**AIM OF THE EXERCISE**
Your answer must be the exact lines of the listing below that run from the line with "Mark the naga" to the line with "Mark the mosaic", ends included, and no pictures.

**DATASET ENTRIES**

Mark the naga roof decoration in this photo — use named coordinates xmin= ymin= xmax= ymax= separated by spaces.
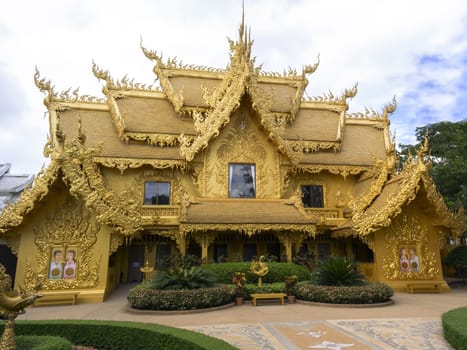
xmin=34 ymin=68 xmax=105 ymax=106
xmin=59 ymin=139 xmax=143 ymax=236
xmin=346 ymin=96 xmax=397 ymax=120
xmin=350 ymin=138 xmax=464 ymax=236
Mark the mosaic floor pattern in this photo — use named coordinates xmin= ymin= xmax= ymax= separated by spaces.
...
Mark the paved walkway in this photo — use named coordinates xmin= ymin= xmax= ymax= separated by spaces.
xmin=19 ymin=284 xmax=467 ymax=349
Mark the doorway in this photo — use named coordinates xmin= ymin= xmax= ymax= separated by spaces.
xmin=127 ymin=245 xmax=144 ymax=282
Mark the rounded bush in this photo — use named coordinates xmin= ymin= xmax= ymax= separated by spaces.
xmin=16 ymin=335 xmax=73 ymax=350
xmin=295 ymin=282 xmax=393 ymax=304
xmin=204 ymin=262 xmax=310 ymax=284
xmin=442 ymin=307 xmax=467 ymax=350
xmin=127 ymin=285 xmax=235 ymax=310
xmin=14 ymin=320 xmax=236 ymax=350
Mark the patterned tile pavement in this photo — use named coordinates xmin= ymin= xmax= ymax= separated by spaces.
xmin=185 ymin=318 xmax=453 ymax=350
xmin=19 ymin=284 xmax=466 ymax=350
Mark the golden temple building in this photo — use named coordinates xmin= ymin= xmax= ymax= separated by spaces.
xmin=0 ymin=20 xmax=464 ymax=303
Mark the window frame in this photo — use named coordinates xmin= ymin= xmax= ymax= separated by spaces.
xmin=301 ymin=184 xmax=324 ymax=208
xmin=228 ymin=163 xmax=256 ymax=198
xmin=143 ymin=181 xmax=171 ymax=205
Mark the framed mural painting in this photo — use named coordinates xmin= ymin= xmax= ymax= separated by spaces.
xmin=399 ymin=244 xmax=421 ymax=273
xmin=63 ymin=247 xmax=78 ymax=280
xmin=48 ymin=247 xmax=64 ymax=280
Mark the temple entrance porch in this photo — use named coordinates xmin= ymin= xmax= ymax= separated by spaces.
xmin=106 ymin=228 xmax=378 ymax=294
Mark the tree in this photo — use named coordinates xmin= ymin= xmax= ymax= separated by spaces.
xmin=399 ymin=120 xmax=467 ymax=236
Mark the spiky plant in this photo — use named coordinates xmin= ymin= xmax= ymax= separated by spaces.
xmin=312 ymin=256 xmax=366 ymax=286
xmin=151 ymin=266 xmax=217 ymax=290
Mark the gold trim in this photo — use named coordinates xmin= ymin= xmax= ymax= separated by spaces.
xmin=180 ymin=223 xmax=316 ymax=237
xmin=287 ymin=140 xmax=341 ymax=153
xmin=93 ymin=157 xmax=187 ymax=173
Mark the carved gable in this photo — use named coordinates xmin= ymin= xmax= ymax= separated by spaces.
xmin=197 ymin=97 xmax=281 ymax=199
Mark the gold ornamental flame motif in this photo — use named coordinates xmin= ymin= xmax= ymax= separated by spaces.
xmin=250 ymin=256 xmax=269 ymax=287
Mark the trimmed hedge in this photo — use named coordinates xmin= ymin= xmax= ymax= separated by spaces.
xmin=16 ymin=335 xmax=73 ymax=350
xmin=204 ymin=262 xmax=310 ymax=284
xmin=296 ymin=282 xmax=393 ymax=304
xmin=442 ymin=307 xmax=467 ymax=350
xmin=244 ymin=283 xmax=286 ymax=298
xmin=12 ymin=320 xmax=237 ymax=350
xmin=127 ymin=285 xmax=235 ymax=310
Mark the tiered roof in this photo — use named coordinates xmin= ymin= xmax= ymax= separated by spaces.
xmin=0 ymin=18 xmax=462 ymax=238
* * *
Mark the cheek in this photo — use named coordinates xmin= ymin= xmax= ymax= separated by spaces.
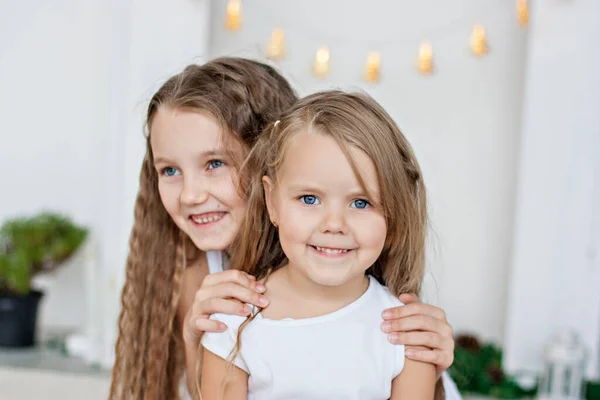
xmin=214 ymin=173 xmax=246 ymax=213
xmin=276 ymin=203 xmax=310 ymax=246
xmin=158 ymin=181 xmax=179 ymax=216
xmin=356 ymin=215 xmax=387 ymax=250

**ANSWER BOX**
Mark the naga roof decoration in this photo — use named coordinates xmin= ymin= xmax= ymax= separated by spaces.
xmin=34 ymin=68 xmax=105 ymax=106
xmin=59 ymin=139 xmax=143 ymax=236
xmin=346 ymin=96 xmax=397 ymax=120
xmin=350 ymin=138 xmax=464 ymax=236
Mark the mosaic floor pattern in this photo — use named coordinates xmin= ymin= xmax= ymax= separated by spaces.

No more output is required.